— Start of RECORDED DATA —

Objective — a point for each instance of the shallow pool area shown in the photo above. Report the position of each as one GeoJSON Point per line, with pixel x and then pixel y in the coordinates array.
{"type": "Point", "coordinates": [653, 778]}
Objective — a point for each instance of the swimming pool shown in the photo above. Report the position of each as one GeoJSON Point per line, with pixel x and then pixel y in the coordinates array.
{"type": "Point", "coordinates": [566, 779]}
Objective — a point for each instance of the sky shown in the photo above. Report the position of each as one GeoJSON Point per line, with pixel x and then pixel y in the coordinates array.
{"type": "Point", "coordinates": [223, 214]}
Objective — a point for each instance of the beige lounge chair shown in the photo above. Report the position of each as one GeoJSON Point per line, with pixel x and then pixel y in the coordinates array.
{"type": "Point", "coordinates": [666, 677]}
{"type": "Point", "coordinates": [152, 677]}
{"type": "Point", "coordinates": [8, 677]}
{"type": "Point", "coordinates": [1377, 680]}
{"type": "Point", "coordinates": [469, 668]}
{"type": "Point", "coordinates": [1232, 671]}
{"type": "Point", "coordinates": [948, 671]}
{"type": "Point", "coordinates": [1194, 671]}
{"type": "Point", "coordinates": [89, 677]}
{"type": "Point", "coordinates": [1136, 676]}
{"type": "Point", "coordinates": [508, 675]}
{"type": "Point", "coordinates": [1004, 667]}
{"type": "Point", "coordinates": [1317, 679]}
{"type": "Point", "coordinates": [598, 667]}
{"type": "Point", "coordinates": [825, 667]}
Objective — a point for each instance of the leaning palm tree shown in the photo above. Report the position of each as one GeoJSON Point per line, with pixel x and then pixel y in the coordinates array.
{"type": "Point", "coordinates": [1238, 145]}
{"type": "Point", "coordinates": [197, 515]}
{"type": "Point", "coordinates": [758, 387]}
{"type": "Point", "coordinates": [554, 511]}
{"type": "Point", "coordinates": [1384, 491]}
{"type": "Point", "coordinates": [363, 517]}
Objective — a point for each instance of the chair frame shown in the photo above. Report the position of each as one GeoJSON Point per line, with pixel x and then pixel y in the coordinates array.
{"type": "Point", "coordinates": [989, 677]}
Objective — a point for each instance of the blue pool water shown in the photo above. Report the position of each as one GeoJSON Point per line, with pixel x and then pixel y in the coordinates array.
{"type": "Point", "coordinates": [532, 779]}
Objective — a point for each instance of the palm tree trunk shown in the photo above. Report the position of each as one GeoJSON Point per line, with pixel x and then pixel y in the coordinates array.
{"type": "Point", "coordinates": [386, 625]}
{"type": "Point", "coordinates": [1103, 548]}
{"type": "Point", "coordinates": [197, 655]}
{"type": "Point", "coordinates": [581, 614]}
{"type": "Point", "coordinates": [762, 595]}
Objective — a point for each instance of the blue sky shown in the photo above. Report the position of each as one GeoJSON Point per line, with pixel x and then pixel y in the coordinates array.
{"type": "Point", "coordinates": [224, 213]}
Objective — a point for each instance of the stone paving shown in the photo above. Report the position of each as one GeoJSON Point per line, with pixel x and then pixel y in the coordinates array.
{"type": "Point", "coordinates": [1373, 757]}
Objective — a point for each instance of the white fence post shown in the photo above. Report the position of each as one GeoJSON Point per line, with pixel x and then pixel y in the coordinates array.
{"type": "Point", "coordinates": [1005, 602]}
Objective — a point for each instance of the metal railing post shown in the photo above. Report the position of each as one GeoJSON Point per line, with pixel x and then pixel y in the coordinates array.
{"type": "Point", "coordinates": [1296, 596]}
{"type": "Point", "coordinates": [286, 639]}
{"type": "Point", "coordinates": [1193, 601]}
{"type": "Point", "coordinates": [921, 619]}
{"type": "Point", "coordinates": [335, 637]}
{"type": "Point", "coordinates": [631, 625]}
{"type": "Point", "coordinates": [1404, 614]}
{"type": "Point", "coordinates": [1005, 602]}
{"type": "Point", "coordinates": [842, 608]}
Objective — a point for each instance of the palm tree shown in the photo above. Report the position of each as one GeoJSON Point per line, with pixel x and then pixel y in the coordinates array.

— End of RECORDED DATA —

● EXERCISE INSTRUCTIONS: Starting with the line that contains "Objective — a point for each instance of the white" and continuing through the end of the listing, reproduce those lines with "metal railing post" changed to "steel railing post" and everything else left as it is. Return only those lines.

● OUTPUT:
Objective — a point for each instance of the white fence post shown in the photo above. Report the position of each as one GeoJSON Point per line, with pixel x and then pixel y in the coordinates array.
{"type": "Point", "coordinates": [1005, 602]}
Objective — a point for each instance of the steel railing post shown in the photo above. Report the position of each as one GeoJSON Point per line, with pixel x and then pixel y in the coordinates array.
{"type": "Point", "coordinates": [1296, 596]}
{"type": "Point", "coordinates": [286, 639]}
{"type": "Point", "coordinates": [1193, 601]}
{"type": "Point", "coordinates": [921, 619]}
{"type": "Point", "coordinates": [335, 637]}
{"type": "Point", "coordinates": [631, 625]}
{"type": "Point", "coordinates": [1404, 614]}
{"type": "Point", "coordinates": [1005, 602]}
{"type": "Point", "coordinates": [842, 608]}
Objective — a point for each instance of the palm tree shown in the photo above. Report the position of each as one GeoJSON Point per line, with pixel x and then pixel y in the coordinates array.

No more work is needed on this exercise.